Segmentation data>

════

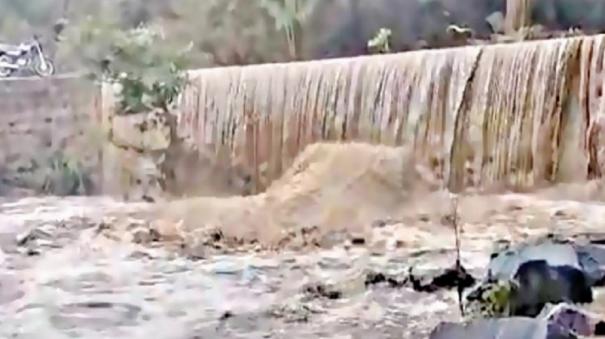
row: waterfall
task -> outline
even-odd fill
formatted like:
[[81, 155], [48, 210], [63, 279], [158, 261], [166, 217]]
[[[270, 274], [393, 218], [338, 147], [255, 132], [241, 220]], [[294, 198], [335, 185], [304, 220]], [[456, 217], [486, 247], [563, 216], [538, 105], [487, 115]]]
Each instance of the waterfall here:
[[452, 190], [583, 180], [605, 165], [603, 41], [194, 70], [179, 134], [259, 190], [317, 141], [413, 145]]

════

Write out every row above line for line, without any change, and leave the pictures out.

row: waterfall
task -> outline
even-odd fill
formatted like:
[[81, 155], [48, 210], [63, 279], [158, 261], [166, 217]]
[[[270, 274], [393, 218], [338, 147], [255, 132], [241, 220]], [[294, 198], [335, 185], [304, 220]], [[456, 217], [486, 247], [563, 216], [538, 105], [487, 115]]]
Each instance of the waterfall here:
[[452, 190], [583, 180], [605, 165], [603, 41], [194, 70], [179, 134], [259, 190], [317, 141], [413, 145]]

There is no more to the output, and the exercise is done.